▸ **Action item**
Rewrite the part that opens with the line containing "In this document, the" and closes with the line containing "box: [101, 34, 113, 104]", swapping "segmented" for "outlined" and changing nothing else. Return only those lines.

▸ **Extracted material**
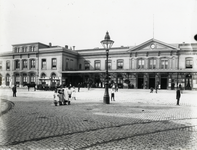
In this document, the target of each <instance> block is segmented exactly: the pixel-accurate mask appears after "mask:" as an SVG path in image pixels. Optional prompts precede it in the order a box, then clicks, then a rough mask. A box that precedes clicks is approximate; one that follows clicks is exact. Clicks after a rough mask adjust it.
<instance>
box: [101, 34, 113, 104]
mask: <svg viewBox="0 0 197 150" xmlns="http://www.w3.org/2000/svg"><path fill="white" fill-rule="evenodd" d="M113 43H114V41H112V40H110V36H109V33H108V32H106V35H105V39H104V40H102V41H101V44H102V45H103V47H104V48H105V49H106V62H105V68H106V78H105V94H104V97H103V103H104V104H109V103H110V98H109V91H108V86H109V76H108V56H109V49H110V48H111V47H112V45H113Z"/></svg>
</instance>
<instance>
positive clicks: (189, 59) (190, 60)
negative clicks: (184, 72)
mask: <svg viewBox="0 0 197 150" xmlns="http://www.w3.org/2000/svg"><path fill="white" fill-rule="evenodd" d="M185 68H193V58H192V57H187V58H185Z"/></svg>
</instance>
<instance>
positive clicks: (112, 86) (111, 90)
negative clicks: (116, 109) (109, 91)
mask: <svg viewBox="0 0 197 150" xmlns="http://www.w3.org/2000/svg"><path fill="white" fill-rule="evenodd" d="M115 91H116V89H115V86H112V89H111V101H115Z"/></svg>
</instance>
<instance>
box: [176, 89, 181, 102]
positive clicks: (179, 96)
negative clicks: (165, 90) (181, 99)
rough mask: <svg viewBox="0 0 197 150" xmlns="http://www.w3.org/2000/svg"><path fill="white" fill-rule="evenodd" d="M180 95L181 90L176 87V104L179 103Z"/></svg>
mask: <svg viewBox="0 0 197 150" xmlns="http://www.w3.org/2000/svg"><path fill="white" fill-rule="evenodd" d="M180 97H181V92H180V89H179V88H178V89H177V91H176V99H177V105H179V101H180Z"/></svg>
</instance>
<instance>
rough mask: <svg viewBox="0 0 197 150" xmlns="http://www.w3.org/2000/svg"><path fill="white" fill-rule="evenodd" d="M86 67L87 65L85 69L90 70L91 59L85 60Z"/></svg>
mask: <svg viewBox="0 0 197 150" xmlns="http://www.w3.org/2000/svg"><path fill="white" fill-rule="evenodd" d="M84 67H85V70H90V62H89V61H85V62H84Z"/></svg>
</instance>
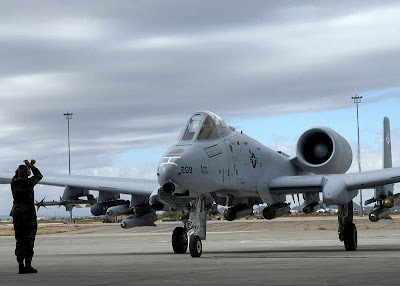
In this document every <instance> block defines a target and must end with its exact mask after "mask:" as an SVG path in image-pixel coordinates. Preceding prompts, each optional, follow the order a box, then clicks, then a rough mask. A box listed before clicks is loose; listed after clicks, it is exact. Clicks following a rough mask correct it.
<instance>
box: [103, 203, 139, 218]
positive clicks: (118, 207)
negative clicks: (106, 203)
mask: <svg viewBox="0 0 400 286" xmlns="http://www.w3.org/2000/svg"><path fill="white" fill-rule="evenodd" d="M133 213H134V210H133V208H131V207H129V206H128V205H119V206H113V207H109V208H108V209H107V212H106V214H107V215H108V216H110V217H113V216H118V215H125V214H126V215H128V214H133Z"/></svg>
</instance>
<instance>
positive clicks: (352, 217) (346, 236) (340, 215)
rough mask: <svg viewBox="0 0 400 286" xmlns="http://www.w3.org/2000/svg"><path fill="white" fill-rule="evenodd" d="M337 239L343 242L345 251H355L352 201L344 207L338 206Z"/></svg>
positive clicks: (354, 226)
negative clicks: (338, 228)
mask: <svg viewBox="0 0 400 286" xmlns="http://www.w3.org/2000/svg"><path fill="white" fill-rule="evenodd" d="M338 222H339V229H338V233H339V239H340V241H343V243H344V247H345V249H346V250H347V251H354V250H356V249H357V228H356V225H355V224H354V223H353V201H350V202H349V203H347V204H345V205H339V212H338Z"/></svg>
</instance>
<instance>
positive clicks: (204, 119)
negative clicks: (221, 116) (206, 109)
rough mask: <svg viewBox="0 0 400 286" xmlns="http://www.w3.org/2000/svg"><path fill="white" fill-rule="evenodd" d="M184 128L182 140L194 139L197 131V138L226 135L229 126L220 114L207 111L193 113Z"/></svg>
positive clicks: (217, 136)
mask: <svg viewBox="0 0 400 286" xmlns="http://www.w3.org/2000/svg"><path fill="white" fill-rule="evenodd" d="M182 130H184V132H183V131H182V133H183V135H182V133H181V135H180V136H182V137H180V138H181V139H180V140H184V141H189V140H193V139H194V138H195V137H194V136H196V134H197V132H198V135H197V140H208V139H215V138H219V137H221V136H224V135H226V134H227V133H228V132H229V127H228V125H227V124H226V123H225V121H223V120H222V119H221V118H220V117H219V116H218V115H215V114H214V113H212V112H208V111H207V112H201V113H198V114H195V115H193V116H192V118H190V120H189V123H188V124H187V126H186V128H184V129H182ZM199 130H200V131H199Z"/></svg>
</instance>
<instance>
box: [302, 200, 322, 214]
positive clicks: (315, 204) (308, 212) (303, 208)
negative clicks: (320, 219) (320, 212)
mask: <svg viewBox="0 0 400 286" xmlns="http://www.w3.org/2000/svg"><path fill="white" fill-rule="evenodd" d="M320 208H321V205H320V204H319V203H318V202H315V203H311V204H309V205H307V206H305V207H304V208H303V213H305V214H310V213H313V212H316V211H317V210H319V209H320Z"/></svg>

...

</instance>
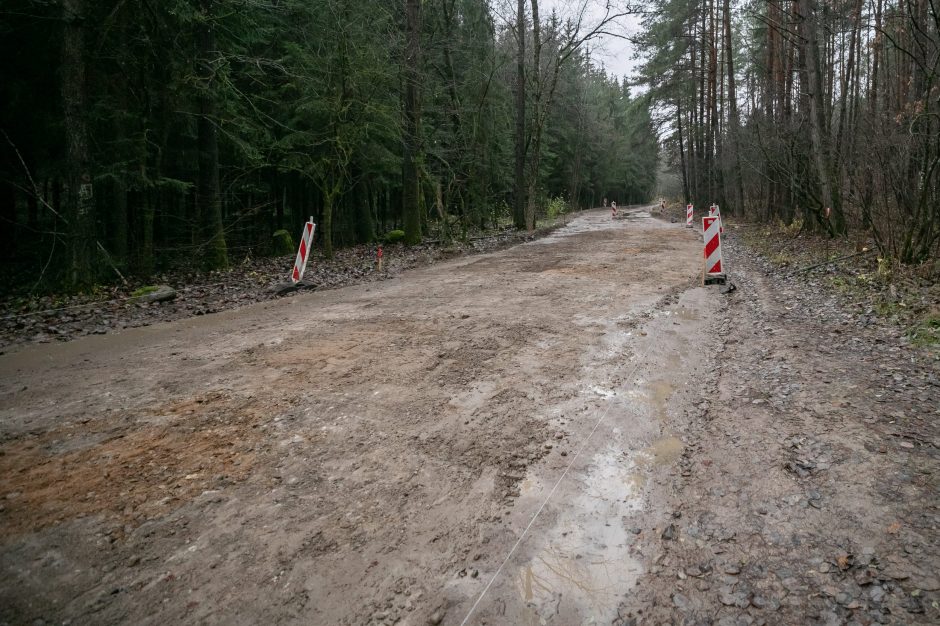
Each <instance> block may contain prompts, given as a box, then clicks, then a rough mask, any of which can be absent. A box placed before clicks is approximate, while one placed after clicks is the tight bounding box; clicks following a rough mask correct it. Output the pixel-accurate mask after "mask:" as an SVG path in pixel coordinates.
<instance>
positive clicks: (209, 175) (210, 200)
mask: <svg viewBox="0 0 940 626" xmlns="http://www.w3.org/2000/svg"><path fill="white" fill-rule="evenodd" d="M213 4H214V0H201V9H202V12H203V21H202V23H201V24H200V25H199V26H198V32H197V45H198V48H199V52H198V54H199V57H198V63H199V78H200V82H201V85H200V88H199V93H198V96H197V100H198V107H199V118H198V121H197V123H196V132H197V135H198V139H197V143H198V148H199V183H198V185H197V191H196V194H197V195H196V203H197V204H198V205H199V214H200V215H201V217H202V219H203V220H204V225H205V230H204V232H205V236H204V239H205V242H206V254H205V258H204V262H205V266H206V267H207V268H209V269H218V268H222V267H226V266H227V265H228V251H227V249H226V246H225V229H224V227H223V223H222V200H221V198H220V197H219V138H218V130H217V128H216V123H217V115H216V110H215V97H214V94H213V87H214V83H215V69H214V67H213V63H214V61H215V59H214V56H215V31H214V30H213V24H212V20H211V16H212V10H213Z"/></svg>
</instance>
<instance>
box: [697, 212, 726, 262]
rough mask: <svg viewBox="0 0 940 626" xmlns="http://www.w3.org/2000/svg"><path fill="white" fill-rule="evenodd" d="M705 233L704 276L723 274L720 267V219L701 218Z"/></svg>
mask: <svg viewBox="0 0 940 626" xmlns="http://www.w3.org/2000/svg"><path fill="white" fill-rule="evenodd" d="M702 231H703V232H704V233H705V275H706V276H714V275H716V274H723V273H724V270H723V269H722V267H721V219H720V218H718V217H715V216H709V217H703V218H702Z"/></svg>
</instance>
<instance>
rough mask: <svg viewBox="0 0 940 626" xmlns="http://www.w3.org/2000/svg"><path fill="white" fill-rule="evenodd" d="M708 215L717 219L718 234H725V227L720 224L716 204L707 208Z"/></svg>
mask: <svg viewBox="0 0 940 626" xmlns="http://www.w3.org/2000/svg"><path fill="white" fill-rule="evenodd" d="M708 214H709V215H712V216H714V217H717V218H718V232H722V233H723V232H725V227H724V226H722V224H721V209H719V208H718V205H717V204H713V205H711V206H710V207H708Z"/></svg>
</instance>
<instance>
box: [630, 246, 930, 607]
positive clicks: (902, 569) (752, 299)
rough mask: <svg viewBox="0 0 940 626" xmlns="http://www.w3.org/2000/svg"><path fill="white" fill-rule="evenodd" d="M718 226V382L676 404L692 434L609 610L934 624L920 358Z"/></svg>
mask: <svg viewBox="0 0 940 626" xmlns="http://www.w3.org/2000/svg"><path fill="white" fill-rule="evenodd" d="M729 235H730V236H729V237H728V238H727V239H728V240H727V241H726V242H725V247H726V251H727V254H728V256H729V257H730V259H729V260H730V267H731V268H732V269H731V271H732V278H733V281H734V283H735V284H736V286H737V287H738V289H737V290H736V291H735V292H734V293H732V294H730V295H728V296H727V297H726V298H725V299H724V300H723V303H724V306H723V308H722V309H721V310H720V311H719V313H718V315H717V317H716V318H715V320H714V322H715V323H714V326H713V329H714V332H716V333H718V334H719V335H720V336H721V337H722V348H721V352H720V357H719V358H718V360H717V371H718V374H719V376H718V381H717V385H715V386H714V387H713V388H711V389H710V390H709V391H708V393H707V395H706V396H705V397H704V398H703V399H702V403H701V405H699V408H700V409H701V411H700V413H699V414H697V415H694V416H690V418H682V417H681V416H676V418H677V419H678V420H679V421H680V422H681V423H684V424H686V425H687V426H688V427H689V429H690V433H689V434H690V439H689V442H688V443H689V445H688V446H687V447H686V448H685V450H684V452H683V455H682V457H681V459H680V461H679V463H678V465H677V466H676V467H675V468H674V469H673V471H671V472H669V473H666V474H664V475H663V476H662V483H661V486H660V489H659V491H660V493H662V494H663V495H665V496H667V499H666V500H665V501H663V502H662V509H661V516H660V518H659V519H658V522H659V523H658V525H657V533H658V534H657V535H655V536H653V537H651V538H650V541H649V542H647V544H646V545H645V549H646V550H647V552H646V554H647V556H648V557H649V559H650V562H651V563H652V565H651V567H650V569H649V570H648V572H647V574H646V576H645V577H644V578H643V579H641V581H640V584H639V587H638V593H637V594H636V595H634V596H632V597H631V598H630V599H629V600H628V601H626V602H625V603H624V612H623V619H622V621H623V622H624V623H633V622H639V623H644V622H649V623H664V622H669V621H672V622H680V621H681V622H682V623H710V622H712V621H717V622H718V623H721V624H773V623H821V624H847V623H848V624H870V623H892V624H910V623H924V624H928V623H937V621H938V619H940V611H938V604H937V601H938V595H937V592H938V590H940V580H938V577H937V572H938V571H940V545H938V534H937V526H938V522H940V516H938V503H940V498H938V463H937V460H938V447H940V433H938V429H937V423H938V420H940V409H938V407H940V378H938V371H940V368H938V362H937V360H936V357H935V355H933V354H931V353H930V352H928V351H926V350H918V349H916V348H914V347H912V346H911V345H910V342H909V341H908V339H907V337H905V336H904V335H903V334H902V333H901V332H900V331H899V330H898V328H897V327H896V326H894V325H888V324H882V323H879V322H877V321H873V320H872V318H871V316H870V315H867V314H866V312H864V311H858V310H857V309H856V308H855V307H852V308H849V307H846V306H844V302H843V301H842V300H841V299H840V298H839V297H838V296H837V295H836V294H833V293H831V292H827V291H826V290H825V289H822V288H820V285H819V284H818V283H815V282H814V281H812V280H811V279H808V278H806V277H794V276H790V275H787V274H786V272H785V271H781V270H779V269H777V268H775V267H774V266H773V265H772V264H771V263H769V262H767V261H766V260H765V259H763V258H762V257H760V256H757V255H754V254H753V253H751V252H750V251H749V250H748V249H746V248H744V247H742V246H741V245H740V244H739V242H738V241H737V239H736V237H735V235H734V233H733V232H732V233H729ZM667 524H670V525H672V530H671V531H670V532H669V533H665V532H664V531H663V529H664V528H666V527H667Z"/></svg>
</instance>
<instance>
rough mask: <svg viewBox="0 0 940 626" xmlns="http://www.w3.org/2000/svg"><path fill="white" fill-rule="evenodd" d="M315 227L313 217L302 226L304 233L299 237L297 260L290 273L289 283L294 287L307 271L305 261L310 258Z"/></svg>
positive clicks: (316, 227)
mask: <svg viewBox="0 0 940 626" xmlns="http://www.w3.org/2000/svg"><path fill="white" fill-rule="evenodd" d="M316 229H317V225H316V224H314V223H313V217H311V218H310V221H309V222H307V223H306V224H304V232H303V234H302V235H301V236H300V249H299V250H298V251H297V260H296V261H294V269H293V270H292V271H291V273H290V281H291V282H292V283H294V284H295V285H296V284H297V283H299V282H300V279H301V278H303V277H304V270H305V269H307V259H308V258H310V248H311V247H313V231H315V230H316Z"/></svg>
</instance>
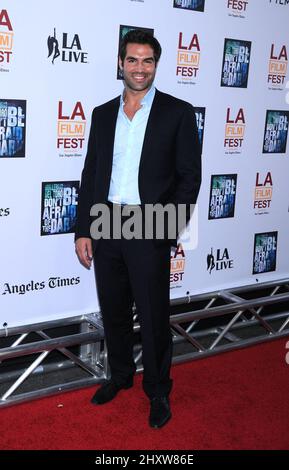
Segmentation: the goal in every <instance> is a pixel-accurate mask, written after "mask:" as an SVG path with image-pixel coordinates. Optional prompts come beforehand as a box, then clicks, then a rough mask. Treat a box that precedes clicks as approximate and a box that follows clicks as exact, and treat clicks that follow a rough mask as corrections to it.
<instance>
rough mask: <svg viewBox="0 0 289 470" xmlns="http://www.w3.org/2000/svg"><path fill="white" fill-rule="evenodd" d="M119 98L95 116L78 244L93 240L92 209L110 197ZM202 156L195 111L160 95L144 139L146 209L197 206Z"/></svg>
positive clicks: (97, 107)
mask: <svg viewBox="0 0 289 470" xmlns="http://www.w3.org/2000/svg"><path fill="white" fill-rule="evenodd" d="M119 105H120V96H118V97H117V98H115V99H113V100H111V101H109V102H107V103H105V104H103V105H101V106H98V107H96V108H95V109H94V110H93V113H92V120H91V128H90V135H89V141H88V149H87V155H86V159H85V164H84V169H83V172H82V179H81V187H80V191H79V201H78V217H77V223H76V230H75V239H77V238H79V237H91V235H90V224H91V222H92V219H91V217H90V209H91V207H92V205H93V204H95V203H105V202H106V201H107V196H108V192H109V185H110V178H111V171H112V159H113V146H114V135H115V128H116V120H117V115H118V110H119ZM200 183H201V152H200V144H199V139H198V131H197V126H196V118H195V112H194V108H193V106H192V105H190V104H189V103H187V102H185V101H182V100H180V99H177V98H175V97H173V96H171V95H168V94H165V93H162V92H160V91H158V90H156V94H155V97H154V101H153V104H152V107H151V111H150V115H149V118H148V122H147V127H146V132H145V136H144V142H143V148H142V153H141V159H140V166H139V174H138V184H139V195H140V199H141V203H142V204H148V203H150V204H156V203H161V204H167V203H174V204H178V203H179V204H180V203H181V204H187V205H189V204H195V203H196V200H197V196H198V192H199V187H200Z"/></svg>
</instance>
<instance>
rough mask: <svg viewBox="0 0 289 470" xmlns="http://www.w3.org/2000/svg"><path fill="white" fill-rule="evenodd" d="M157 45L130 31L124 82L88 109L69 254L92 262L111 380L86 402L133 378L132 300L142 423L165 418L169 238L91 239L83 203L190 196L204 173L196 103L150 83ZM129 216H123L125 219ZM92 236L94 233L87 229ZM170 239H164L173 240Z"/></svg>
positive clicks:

...

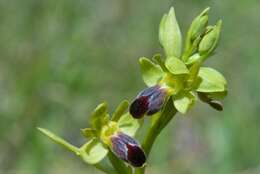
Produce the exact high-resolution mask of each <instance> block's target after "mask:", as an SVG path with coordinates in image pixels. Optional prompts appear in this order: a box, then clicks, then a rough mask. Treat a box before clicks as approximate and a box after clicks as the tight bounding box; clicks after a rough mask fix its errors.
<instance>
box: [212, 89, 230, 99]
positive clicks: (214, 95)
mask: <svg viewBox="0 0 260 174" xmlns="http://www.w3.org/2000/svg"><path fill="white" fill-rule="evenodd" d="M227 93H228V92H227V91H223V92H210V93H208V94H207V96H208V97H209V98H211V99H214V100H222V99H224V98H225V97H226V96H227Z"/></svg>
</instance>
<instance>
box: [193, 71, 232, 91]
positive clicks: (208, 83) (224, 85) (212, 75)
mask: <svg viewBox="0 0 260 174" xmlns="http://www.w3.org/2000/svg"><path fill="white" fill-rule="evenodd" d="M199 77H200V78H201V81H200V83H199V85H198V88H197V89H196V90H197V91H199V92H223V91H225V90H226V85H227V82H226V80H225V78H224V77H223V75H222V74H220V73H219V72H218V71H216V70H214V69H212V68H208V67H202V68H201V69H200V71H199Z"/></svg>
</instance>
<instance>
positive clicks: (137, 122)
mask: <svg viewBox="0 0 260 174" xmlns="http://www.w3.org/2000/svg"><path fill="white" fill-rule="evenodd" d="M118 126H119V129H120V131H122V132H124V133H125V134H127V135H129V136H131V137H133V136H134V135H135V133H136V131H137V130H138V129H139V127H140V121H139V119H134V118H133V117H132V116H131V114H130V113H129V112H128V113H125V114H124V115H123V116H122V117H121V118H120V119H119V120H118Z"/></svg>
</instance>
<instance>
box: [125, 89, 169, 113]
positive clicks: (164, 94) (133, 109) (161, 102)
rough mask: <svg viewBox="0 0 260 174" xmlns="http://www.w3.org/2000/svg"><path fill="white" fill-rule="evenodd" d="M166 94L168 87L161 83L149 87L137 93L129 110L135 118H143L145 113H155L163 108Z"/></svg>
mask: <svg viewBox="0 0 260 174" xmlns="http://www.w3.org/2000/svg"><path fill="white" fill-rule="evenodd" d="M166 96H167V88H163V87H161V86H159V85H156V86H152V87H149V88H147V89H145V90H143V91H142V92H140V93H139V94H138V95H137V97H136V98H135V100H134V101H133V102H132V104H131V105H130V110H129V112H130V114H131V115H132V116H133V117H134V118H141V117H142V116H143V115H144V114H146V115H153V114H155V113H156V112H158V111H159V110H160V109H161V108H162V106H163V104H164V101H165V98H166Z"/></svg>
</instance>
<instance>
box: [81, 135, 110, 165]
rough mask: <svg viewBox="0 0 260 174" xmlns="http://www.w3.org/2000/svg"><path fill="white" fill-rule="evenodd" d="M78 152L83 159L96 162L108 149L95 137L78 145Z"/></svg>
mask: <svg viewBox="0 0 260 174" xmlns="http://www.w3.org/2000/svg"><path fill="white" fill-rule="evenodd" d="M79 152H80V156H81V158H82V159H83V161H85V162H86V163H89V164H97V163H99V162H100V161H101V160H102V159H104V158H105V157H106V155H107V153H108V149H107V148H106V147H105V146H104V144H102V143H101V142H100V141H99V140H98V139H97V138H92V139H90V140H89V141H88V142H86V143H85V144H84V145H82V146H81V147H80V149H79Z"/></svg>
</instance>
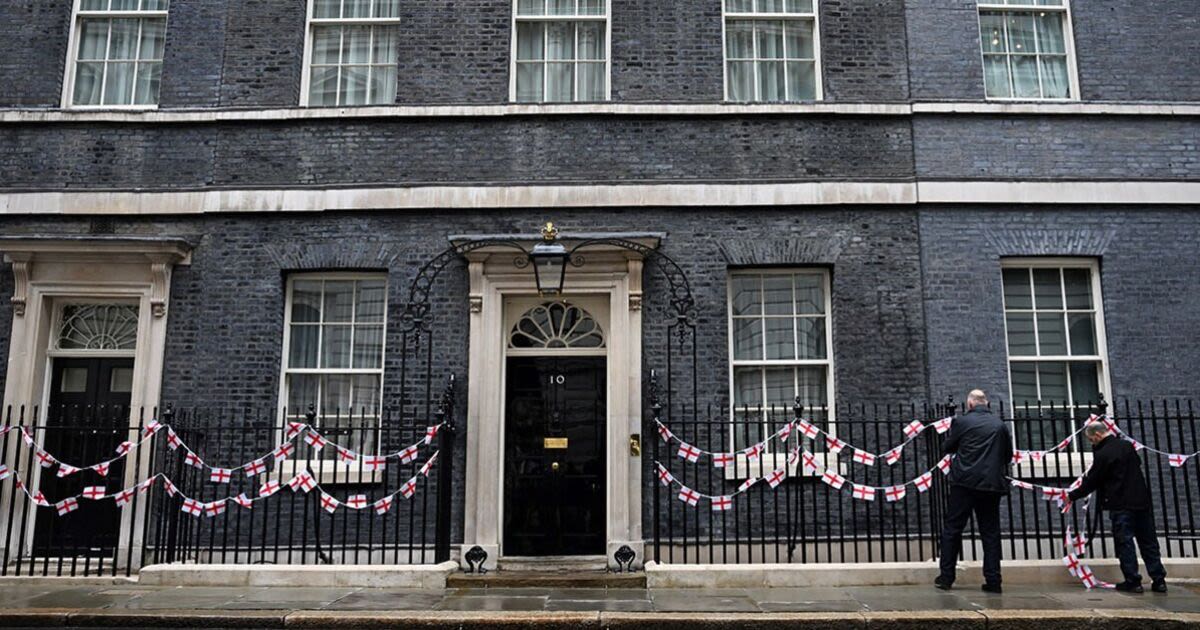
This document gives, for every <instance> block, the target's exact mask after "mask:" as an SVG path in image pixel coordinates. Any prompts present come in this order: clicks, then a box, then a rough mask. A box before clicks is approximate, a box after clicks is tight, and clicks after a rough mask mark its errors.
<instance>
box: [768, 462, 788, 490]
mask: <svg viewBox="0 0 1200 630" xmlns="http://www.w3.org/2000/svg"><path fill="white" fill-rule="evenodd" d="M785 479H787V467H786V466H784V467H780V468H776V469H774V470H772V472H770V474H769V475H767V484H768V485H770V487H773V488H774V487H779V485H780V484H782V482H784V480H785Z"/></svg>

▸ **Completed task**
In this document, the target of each <instance> block is outlined exactly: the pixel-accurate mask appears after "mask:" as an SVG path in image pixels. Optional prompts precede it in the order a box, then clicks, then a rough mask. A box that precedes clicks is approximate; one that follows clicks is exact. Clicks after a rough mask adjust it.
<instance>
box: [101, 34, 113, 104]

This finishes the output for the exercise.